◆ **What you have to do**:
Please return the lines below word for word, beginning with the line that contains "Would you mind annotating the long industrial" and continuing through the end of the lines.

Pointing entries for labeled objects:
══════
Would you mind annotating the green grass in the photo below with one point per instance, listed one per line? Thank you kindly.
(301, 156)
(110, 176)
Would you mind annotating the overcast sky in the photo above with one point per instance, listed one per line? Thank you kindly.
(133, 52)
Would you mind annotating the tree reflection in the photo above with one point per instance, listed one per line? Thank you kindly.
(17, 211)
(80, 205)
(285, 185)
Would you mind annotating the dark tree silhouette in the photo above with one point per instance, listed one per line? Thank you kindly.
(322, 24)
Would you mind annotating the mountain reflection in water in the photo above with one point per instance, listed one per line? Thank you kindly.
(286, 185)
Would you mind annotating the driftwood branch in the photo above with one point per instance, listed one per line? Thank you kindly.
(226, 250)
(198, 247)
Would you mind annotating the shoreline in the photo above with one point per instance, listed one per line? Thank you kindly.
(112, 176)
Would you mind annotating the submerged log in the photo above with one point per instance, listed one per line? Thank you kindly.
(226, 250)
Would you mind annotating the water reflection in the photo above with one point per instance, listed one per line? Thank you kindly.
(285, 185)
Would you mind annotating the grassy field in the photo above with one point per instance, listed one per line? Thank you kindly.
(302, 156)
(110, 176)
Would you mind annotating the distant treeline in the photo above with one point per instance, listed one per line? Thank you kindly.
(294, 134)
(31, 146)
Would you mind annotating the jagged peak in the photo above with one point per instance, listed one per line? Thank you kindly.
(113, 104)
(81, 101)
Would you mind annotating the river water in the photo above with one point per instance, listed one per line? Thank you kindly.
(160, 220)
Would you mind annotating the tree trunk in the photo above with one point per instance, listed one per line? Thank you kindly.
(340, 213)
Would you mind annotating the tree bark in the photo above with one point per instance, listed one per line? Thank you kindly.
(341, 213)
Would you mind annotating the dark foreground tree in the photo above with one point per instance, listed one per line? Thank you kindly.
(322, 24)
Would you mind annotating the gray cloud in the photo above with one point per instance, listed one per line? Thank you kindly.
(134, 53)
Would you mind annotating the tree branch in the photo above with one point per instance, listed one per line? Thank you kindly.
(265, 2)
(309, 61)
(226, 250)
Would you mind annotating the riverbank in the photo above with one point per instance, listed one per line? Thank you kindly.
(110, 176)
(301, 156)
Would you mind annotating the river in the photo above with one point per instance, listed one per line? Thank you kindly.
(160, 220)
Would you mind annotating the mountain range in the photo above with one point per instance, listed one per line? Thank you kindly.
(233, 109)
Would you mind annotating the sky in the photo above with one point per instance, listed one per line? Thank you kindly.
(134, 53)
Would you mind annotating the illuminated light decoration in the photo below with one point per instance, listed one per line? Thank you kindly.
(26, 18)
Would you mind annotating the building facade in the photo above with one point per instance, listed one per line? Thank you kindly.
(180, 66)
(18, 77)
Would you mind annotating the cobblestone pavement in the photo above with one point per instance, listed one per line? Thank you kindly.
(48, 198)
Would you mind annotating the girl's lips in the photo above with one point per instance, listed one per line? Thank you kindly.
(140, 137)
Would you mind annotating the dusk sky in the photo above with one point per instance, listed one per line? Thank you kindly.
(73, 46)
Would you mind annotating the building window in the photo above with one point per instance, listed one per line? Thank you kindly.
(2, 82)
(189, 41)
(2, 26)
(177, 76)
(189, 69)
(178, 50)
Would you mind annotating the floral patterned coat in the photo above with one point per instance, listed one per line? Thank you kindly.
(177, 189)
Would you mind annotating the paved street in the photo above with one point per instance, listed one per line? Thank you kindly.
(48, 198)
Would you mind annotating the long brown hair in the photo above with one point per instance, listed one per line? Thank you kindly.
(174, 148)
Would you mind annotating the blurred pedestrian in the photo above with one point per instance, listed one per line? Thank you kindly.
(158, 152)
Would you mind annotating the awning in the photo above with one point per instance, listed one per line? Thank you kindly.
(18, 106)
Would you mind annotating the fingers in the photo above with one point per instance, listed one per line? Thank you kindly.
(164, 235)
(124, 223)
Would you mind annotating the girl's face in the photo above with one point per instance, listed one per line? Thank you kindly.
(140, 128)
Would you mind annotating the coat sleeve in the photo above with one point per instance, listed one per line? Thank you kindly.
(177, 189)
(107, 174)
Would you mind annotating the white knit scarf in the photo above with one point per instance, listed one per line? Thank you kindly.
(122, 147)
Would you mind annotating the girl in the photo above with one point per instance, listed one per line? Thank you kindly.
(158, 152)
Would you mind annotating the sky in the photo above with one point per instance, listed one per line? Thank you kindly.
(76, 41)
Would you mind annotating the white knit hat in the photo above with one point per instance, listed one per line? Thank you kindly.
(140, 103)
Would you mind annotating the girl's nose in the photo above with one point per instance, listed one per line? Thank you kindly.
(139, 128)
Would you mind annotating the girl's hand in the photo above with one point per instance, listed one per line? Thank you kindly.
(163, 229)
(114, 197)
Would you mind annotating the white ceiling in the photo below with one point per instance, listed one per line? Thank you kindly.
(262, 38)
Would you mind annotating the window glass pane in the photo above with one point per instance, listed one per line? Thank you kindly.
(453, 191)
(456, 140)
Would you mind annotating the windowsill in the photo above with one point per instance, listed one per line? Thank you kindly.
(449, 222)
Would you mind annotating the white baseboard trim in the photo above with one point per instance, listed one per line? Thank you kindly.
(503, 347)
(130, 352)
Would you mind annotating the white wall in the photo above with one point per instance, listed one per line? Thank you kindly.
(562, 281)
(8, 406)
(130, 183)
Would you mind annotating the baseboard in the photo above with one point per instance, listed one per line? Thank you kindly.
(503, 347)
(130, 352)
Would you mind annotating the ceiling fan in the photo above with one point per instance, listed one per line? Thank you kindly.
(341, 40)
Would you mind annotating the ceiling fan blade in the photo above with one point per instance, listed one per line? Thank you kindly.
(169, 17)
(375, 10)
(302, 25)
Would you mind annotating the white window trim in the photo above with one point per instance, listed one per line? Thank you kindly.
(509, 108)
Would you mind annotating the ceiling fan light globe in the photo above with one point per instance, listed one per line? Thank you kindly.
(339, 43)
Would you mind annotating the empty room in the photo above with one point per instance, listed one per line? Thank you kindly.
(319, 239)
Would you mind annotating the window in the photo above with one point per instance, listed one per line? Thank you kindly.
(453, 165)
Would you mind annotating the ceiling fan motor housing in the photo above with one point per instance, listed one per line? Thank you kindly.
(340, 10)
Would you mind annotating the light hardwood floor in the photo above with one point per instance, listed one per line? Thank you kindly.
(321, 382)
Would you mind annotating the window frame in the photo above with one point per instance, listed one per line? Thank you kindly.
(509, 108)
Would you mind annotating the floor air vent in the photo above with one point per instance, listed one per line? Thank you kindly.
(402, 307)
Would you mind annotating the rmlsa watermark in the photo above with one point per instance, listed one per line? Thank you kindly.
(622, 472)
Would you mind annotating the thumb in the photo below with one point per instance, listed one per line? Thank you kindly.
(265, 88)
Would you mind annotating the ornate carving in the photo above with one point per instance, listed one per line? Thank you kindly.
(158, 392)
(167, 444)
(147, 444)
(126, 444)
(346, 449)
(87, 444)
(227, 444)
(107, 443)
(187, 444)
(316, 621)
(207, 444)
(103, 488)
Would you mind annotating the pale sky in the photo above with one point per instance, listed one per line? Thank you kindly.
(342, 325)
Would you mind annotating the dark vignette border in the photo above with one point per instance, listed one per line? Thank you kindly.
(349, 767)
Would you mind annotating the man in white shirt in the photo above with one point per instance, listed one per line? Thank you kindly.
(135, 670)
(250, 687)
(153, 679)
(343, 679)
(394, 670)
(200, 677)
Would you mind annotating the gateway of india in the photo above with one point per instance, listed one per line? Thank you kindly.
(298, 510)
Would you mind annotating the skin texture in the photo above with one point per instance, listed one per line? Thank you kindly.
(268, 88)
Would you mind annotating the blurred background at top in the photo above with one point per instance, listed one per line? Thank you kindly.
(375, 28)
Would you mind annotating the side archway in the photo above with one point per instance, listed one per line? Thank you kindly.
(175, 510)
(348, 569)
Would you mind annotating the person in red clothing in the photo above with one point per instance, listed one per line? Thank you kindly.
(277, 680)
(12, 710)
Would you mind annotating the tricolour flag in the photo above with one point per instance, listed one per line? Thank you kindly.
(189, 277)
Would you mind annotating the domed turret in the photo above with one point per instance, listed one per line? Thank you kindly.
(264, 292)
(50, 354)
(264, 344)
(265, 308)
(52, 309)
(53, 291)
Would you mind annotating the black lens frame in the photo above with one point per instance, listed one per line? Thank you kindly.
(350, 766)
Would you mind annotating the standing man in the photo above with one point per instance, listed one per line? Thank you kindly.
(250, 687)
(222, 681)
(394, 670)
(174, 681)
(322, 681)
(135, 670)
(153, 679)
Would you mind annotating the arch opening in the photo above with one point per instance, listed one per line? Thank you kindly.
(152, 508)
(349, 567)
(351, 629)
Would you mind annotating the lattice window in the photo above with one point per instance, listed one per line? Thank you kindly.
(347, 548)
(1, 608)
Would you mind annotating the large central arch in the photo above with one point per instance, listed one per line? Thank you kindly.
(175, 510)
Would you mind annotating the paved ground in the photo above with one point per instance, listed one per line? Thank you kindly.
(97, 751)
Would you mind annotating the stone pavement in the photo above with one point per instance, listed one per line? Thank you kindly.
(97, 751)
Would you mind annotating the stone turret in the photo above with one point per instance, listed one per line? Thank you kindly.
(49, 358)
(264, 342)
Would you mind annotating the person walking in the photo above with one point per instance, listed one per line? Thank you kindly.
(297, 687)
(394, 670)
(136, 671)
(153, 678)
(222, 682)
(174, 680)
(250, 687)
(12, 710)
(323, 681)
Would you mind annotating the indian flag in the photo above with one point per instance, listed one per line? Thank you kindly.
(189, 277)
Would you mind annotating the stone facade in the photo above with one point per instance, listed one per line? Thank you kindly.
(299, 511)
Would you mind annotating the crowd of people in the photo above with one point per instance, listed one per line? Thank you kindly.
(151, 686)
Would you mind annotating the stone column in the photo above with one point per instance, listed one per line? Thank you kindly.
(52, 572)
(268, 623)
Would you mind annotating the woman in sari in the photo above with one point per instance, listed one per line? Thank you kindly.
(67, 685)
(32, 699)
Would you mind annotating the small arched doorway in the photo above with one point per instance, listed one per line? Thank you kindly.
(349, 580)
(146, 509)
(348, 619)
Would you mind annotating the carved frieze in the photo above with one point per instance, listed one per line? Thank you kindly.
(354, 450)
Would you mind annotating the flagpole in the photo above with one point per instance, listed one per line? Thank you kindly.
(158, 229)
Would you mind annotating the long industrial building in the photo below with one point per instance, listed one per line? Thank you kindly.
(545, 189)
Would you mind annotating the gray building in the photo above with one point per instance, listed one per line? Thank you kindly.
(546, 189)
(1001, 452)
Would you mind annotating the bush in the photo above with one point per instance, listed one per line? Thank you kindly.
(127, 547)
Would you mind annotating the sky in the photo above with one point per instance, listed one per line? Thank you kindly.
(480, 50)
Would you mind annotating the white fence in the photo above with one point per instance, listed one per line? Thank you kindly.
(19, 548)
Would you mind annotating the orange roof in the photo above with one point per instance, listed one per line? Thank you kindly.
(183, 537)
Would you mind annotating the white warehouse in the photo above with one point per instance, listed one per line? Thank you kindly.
══════
◆ **The result**:
Would you mind annotating the long industrial building in the photo below with one point per instance, listed one per line? Thank you kindly.
(545, 189)
Would you mind annotating the gray building in the photo above with one point per instance, listed one per line? Thank you kindly.
(546, 189)
(1001, 452)
Would you mind annotating the bush in the photo above with one point per instance, listed one per line? Thank you kindly.
(127, 547)
Would you mind annotating the sky in the photo above with one point per instance, listed one per line? Thank you kindly.
(480, 50)
Would you mind annotating the white fence in the photo above with one point per instance, listed one per line? Thank you kindly.
(19, 548)
Would you mind annotating the orange roof in the photo above with one point per instance, listed one per line? Thank you kindly.
(183, 537)
Would you mind annotating the white warehouse in the photo above with one point per instance, listed one per line? Thank you kindly.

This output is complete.